(Problem 1)
Answer these questions from the passage on electric vehicle conversions, marking each answer with its letter:
(a) How much does the Winston 400Ah LiFePO4 cell weigh?
(b) What total weight do the 40 batteries add up to?
(c) Which document is named as the go-to federal document on vehicle modification in Australia?
(Problem 2) Copy out the part of the passage on electric vehicle conversions starting at "Weight is another" and ending at "your battery life)".
(Problem 3) Write the next part of the passage on electric vehicle conversions, picking up after its final sentence.

··· Document text ···

This is more an issue with fast chargers than slow chargers. However, as a company, we understand that people have places to go and things to do. You don’t want to be in a situation where you need 60kWh into your car, and all you have is a 6kW charger, you don’t have 10 hours to wait. So we need to be able to design a robust cooling system that will allow you to charge your vehicle at a decent rate.


Weight is another huge factor in an electric vehicle, batteries are heavy. On just the raw numbers we mentioned before, the Winston 400Ah LiFePO4 cell we mentioned before weighs in at a chonky 16kg, and at 1.28kWh for that battery, to get the required 50kWh out of that, you’ll need at least ‭39.0625‬ of these, as you can’t have 0.625 batteries, we’ll round up to 40 batteries (As to link batteries together, even numbers are easier, and running a slightly larger battery pack than required means you can avoid full discharges and high charges, thus prolonging your battery life)

So 40 batteries at 16kg each gives you 640kg of weight that you now have to distribute around the car, this needs to be worked out correctly, otherwise you end up being nose heavy, tail heavy, or raising the centre of gravity of your vehicle, which can lead to unintended handling issues or rollover issues. You want to keep the weight low and balanced. A common reason why people will install their batteries in place of the engine and fuel tanks is to help keep the distribution similar to a factory vehicle in the conversion. Engines are heavy, batteries are heavy, so this can help you in your conversion by retaining fairly similar vehicle behaviour on the road.

Legal issues

When it comes to mounting batteries in your vehicle for a conversion, and the whole conversion itself, at the time of writing, federally, in Australia, your primary go-to is Vehicle Standards Bulletin 14 – National Code of Practice which is the go-to Federal document on vehicle modification, and you have to comply with every bit of it in order to get your conversion on the road.

Main issues that you will face will be covered under NCOP13 Section LV Alternative Power Units and NCOP14 Guidelines Electric Drive which cover the main parts of an electric conversion. With regards to batteries it covers how they are secured in the event of a crash, as well as how they are protected against rupture, short circuit, how they can be disabled and cut off by first responders, as well as correct marking of high voltage components.

··· Information supplied ···

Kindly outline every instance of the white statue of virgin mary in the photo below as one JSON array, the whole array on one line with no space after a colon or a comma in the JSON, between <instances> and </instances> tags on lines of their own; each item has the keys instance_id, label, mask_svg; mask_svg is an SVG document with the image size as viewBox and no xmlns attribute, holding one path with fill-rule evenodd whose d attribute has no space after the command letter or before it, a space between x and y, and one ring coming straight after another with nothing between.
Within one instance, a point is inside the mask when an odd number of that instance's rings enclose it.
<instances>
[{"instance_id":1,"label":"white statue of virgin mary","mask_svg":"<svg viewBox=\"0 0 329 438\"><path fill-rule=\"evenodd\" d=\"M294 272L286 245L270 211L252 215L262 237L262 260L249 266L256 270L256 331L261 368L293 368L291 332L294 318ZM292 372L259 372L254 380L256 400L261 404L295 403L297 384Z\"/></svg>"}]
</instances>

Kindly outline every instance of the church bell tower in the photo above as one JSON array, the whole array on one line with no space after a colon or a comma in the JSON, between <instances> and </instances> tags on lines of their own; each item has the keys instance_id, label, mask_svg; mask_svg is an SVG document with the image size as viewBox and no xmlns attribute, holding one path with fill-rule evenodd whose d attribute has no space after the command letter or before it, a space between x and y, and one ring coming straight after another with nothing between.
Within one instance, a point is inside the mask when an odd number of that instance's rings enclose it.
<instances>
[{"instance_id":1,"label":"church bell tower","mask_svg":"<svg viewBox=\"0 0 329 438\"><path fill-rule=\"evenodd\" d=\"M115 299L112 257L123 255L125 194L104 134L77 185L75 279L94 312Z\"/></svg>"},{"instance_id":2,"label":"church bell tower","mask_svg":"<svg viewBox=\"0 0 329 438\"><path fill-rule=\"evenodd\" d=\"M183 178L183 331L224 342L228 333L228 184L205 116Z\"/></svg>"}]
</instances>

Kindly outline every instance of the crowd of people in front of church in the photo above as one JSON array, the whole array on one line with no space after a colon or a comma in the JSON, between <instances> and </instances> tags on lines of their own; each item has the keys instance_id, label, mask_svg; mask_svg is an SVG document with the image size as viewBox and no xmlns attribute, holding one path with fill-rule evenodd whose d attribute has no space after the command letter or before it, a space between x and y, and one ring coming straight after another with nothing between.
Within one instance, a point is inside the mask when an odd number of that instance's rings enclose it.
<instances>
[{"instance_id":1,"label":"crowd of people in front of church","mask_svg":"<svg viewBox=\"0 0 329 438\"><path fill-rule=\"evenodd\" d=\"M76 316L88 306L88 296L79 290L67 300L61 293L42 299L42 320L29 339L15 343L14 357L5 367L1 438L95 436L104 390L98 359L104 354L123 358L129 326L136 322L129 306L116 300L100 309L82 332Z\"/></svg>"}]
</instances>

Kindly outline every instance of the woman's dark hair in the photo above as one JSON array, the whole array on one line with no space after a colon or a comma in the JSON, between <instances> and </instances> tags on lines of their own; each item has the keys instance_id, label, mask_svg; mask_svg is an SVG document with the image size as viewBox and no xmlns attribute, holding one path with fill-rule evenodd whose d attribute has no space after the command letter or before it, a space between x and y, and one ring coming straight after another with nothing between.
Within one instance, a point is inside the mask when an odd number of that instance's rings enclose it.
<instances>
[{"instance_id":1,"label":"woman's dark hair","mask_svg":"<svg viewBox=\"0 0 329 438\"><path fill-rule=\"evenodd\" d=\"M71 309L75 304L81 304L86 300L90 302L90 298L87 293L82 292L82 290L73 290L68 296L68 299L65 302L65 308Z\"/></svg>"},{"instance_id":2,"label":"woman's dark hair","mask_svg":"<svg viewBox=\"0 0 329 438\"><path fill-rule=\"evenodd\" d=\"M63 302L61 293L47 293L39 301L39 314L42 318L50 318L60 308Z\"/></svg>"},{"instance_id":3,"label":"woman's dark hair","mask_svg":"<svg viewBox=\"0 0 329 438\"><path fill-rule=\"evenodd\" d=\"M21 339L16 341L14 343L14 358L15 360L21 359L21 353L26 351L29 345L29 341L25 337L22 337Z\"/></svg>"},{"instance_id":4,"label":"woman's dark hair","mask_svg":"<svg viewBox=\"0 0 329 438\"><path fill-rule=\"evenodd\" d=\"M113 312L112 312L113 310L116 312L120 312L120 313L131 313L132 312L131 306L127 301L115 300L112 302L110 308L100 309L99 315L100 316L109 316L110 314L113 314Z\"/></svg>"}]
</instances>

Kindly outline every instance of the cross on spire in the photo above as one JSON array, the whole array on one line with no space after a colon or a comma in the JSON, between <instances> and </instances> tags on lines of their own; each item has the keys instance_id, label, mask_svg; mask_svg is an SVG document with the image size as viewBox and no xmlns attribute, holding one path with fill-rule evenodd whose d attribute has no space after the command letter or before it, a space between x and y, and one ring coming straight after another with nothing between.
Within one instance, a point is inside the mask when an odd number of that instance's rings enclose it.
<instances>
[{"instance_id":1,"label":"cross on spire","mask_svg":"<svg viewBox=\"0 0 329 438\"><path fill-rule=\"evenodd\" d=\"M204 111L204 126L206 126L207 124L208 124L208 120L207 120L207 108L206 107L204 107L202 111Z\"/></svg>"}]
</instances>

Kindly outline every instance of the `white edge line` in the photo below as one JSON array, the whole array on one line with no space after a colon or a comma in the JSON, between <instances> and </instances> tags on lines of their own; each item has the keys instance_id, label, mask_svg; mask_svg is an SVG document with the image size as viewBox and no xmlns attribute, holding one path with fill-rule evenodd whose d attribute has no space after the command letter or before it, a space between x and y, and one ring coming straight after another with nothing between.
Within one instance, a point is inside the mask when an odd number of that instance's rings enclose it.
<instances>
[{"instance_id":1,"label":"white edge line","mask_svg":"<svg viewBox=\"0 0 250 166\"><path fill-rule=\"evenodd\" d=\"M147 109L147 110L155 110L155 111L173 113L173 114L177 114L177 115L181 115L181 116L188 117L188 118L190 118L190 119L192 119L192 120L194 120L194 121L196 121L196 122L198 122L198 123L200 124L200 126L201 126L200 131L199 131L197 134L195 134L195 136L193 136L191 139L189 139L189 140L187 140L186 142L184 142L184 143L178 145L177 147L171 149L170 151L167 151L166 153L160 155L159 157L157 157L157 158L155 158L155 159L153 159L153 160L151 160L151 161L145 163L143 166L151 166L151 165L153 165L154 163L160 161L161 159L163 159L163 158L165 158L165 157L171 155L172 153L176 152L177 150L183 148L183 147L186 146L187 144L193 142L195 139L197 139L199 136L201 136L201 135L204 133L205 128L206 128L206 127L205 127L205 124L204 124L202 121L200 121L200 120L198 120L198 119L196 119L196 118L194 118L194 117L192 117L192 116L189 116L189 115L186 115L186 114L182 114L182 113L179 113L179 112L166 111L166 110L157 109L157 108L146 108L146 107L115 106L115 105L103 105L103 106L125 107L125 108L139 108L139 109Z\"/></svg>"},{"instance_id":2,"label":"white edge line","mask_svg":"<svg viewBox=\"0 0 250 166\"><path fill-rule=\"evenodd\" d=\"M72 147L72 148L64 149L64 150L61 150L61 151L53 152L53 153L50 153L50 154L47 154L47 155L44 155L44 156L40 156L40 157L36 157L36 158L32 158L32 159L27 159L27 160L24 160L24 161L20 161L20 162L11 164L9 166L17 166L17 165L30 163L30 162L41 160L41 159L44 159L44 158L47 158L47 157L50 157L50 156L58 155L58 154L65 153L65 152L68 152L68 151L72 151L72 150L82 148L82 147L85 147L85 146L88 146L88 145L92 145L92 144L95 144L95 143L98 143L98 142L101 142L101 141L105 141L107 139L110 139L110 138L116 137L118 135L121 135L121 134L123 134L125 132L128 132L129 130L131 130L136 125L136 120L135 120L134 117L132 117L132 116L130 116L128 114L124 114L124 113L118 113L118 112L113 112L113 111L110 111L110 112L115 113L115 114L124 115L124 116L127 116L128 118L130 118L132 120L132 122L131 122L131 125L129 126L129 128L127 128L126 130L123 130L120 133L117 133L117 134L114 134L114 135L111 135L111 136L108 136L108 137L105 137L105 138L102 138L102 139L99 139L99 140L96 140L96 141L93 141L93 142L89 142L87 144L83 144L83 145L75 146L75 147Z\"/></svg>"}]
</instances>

···

(Your response 1)
(a) 16kg
(b) 640kg
(c) Vehicle Standards Bulletin 14 – National Code of Practice

(Your response 2)
Weight is another huge factor in an electric vehicle, batteries are heavy. On just the raw numbers we mentioned before, the Winston 400Ah LiFePO4 cell we mentioned before weighs in at a chonky 16kg, and at 1.28kWh for that battery, to get the required 50kWh out of that, you’ll need at least ‭39.0625‬ of these, as you can’t have 0.625 batteries, we’ll round up to 40 batteries (As to link batteries together, even numbers are easier, and running a slightly larger battery pack than required means you can avoid full discharges and high charges, thus prolonging your battery life)

(Your response 3)
Hopefully this will give you some idea of the issues that can be faced when picking the correct batteries for your conversion, and some of the challenges we will be facing when it comes to designing a conversion kit for our customers. This is partially why we were originally leaning towards building a vehicle entirely from scratch.

However, people have spoken, and we have listened, and it seems there is a large number of people that would love to have a crack at this themselves, as such, we would love to explore this further, and we would love to know what vehicles people would be interested in converting. So please, leave a comment below as to what you would like to see us convert!

2 thoughts on “Batteries: A challenge to Electric Car Conversions”

  1. Interesting article. I was considering converting a 2000 Mazda 323. Originally being 5 speed manual I was hopeful of retaining the transmission to make driving the front wheels easier. As for batteries I expected to divide them between the engine bay & the boot (happy to sacrifice some space). As the car just commutes 10km each way per day range wasn’t a big issue as long as I could maybe get around 100km from a single charge that would do. It could sit on the charger all weekend. The car would be a project (toy) and as technology and my budget improved I would look at more a more powerful motor and better batteries. Cheers Jason.

    1. G’Day Jason,
      That sounds like a minit little project, shouldn’t be too hard to do either, as range wouldn’t be a huge issue to someone such as yourself. Especially with the ability to charge overnight such a short distance, regardless of your battery size, with that kind of short run, you’d actually get better performance out of the batteries by allowing them to run 2-3 days worth of travel between charges.